> [Short task]
In the passage on Zechariah's visions below, copy the words from "The upshot of" up to and including "lives.  Get busy.", changing nothing.

## begin Source passage

The first and last vision of Zechariah underscore the international scope of God’s presence.  God is sovereign over the entire world.  Representing the four directions, four horses with riders or chariots are sent out to take stock the realm.  They literally go to the four corners of the earth.  No exile will be forgotten.  No lost tribe will be lost forever.  God is sovereign.

The second and seventh visions relate to the presence of negative influences within Judah.  Zechariah sees four horns.  Horns are a symbol of might, and these horns have kept the people of Judah from lifting their heads.  The number four would again suggest that countries from every direction have participated in the oppression.  The four smiths arrive in the vision to trim the horns so that they no longer can hurt.  Foreign occupation and oppression will come to an end.  This scene is paralleled with a woman sent to Shinar in a basket.  Female deities were common in the religious systems surrounding Judah.  In this scene these foreign gods, represented as a woman, are packed in a basket and sent flying.  They no longer will be a stumbling block to the Jewish peoples.  Temptation to worship foreign gods will be a thing of the past.

The next two visions get ever closer to the spiritual centre.  The third vision testifies that not only will Yahweh rebuild Jerusalem, repopulate it, and defend it, the LORD will be present everywhere within the city.  The sixth vision parallels this.  Here we have a flying scroll.  And this scroll is big—thirty feet by fifteen feet.  Clearly, this is no ordinary scroll.  This is the Torah, the sacred writings, the story of God.  Even as Yahweh will be omnipresent in Jerusalem the scroll will move unimpeded throughout the land.  As Jeremiah put it, the law will be upon their hearts and all shall know the LORD.

At the heart of this reclamation project we find a restored priesthood and monarchy.  Joshua the high priest gets a fresh set of clothes while Zerubbabel is pictured with icons unique to the Temple.  It is during these visions that we hear the words we have on our bulletin cover:  Not by might, nor by power, but by my Spirit says the LORD (4.6).   It is God who will see to a renewed priesthood and a restored monarchy.  Take comfort, o people, the work is the Lord’s and all will be accomplished.

The upshot of these visions is encouragement toward the task of building.  The word for us?  Start businesses and if your last business failed try again.  Get married and if your first marriage didn’t survive try again.  Reinvigorate old ministries.  Begin new service projects.  Expand the family.  Do all this knowing that God seeks to bless our endeavors and allow the blessing to radiate from us and our congregation into the world.  The Spirit of the Lord will do amazing things in our lives and through our lives.  Get busy.

And then comes Zechariah chapters 9-14.  If the first part of Zechariah is about encouragement, then the second part of Zechariah is about maintaining hope when the new project doesn’t work out.  The reference to Greece as a world power in 9.13 places the composition of these oracles at least 150-200 years after first Zechariah.  History tells us that the glorious restoration predicted by Zechariah, Ezekiel, Haggai didn’t come to pass.  The gap between promise and reality was too great for glossing over.  Something had to be said, so God spoke to the disciples of Zechariah and they tacked the additional oracles onto the original.  Chapters 9-14 is the supplementary word.  The disciples of Zechariah made no stylistic attempts to make the second message conform to the first prophecy.    Zechariah’s name is not mentioned after chapter 8.  There are no time markers listed within the last chapters.  Whereas the first section was largely written in first person prose, these six chapters are statements made about and by God.  The first section include ethical directives (speak truth, render just judgments, keep your word), but in the second part of Zechariah the people are called to only one task – to rejoice (9.9).

## end Source passage
## begin Dataset excerpts

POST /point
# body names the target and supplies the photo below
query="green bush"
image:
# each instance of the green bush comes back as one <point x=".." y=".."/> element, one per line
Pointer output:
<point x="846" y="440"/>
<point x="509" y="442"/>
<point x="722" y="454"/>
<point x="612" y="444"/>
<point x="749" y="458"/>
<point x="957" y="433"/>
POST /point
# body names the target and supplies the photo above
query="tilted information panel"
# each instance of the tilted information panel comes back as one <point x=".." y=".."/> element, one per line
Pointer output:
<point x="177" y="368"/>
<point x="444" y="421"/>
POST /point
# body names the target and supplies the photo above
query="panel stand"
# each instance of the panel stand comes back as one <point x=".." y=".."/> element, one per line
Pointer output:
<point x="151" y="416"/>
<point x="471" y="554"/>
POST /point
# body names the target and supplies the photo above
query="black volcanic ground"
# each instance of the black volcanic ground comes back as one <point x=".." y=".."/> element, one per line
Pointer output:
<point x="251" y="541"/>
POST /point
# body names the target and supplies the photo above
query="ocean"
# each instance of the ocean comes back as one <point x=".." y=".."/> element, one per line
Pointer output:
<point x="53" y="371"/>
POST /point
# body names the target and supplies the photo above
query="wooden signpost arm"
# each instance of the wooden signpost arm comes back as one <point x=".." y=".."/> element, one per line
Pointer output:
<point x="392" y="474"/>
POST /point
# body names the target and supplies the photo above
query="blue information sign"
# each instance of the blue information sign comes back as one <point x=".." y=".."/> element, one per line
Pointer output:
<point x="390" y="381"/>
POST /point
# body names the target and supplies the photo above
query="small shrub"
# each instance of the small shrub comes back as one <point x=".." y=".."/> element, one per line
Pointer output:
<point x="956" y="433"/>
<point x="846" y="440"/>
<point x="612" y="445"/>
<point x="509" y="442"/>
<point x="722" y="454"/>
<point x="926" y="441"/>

## end Dataset excerpts

> [In response]
The upshot of these visions is encouragement toward the task of building.  The word for us?  Start businesses and if your last business failed try again.  Get married and if your first marriage didn’t survive try again.  Reinvigorate old ministries.  Begin new service projects.  Expand the family.  Do all this knowing that God seeks to bless our endeavors and allow the blessing to radiate from us and our congregation into the world.  The Spirit of the Lord will do amazing things in our lives and through our lives.  Get busy.